_SHORT PROBLEM_
Begin at the line of the records that contains "Task: indicate the yellow pillar" and stop after the line that contains "x=1313 y=520". Write out every line in that span again, requests included, but multiply each x and y coordinate in the answers by 2.55 and round it to a whole number, with halves rounded up. Give only those lines.

◇ ◇ ◇ ◇

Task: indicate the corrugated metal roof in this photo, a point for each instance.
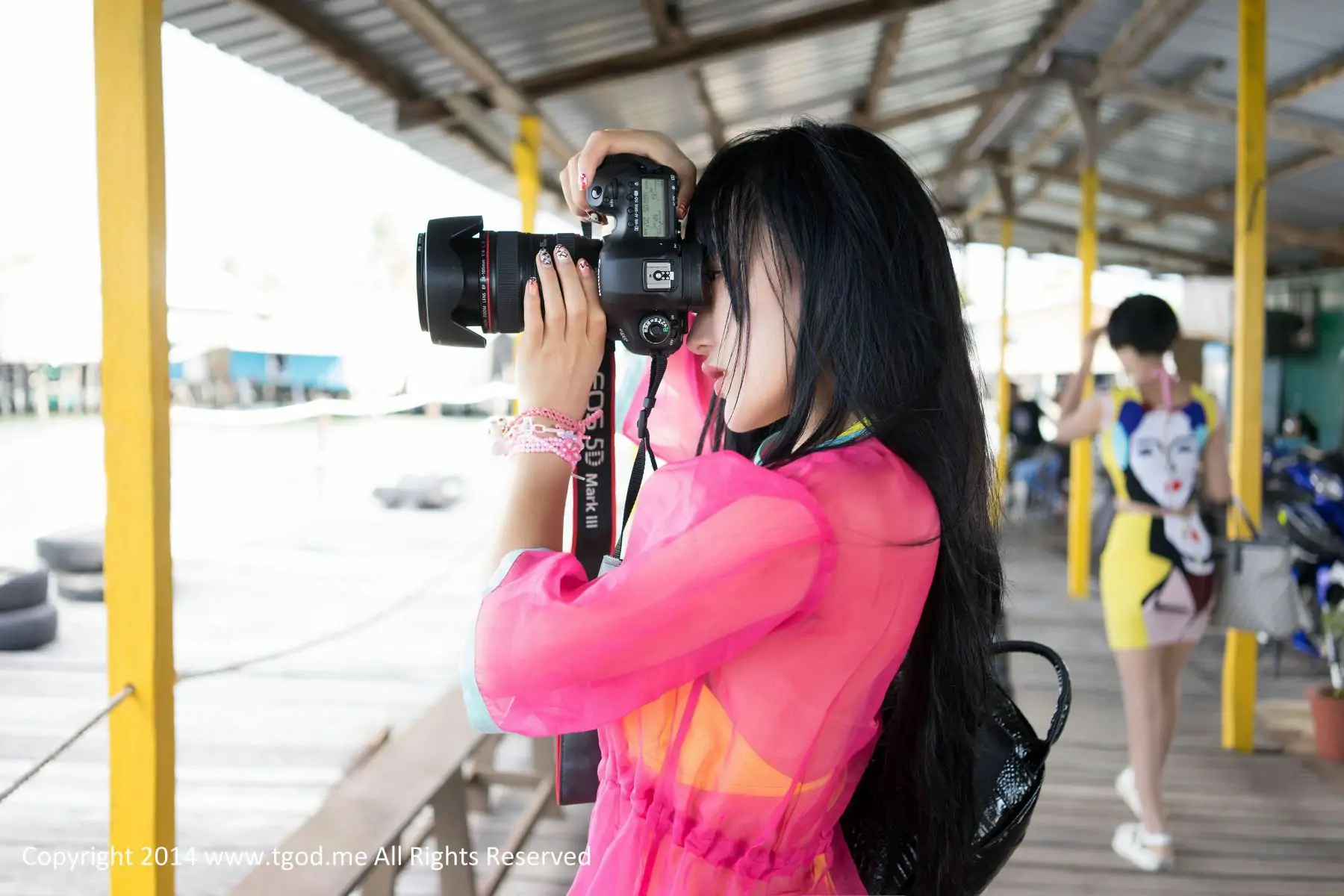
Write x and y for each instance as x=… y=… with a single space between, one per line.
x=951 y=50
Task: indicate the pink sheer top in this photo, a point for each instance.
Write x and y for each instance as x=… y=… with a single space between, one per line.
x=734 y=664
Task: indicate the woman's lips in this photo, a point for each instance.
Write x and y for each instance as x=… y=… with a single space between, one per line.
x=717 y=375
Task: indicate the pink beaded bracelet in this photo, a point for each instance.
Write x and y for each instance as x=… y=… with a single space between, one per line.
x=524 y=435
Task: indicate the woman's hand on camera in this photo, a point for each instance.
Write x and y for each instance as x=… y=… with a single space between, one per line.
x=559 y=349
x=578 y=175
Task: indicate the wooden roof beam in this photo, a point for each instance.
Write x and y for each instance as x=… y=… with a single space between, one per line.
x=717 y=46
x=1287 y=93
x=665 y=19
x=1225 y=112
x=1129 y=121
x=457 y=114
x=1031 y=60
x=1198 y=260
x=1140 y=37
x=1287 y=233
x=1312 y=80
x=324 y=35
x=889 y=45
x=430 y=22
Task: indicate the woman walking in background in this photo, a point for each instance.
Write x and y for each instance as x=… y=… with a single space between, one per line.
x=1156 y=571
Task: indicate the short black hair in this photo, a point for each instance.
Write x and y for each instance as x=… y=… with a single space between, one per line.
x=1144 y=323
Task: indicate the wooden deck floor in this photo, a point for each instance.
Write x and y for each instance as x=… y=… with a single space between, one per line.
x=1245 y=825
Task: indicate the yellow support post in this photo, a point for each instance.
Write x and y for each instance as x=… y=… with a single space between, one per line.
x=134 y=413
x=1081 y=452
x=1241 y=650
x=1004 y=399
x=527 y=167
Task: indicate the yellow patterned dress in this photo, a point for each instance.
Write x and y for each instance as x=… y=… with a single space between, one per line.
x=1156 y=570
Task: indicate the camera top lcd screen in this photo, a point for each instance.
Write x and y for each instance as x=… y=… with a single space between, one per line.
x=655 y=208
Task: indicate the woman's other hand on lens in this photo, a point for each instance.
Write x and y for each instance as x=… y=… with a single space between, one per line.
x=564 y=335
x=578 y=175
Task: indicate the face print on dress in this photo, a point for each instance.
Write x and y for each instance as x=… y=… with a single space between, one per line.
x=1159 y=452
x=1189 y=538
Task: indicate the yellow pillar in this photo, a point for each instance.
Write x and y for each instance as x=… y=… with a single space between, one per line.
x=1248 y=351
x=529 y=172
x=134 y=414
x=527 y=167
x=1081 y=452
x=1004 y=398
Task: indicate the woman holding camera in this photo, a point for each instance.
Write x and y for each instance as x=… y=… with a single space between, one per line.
x=741 y=662
x=1160 y=437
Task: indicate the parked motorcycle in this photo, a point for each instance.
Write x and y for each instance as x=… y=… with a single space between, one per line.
x=1313 y=520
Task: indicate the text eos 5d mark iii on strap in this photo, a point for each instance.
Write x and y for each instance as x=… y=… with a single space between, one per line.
x=648 y=281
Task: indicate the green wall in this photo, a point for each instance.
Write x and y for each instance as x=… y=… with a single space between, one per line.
x=1316 y=383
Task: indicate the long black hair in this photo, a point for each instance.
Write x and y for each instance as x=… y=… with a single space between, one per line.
x=880 y=337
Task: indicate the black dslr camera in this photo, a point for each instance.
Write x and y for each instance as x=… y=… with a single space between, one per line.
x=648 y=279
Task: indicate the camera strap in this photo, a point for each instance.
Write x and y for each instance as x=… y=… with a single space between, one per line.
x=577 y=755
x=594 y=484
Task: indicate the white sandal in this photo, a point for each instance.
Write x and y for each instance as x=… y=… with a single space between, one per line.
x=1136 y=845
x=1128 y=790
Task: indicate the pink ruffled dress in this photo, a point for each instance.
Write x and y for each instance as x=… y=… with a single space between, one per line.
x=734 y=665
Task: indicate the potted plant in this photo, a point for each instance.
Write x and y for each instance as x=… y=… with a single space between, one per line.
x=1327 y=700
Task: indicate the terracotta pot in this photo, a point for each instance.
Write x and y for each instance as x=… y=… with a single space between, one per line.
x=1328 y=718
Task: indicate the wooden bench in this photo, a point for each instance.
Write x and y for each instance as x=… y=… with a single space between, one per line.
x=437 y=762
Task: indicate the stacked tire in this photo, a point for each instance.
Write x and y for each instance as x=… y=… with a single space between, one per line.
x=27 y=615
x=75 y=559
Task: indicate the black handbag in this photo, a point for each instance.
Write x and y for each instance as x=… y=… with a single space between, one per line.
x=1008 y=777
x=1009 y=756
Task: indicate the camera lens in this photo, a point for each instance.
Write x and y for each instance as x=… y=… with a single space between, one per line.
x=472 y=277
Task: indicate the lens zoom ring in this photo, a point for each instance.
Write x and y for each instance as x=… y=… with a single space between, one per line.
x=508 y=292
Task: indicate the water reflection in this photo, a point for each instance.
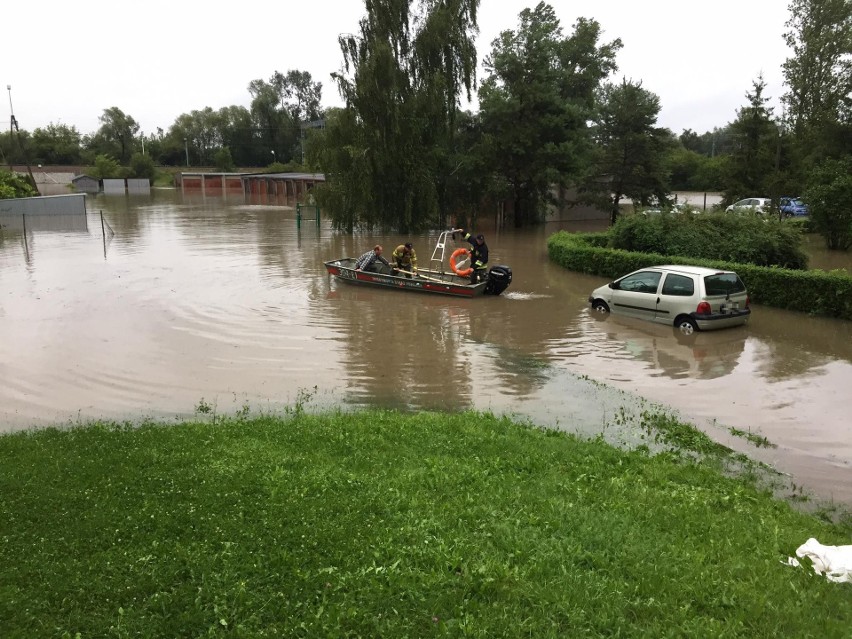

◇ ◇ ◇ ◇

_RESULT OF THE TASK_
Task: indicate the yellow pillar in this photo, a point for each instance.
Write x and y for each instance as x=… y=… with a single space between, one per line.
x=3182 y=895
x=1349 y=439
x=342 y=1056
x=1344 y=426
x=2757 y=1153
x=2560 y=1015
Task: indicate the woman holding camera in this photo, a point for each instance.
Write x and y for each instance as x=… y=… with a single space between, one per line.
x=1890 y=1688
x=2958 y=1114
Task: indicate the parked motorcycle in this photo, a point for each instance.
Write x and y for each instance as x=… y=… with a single space between, one per line.
x=3348 y=1326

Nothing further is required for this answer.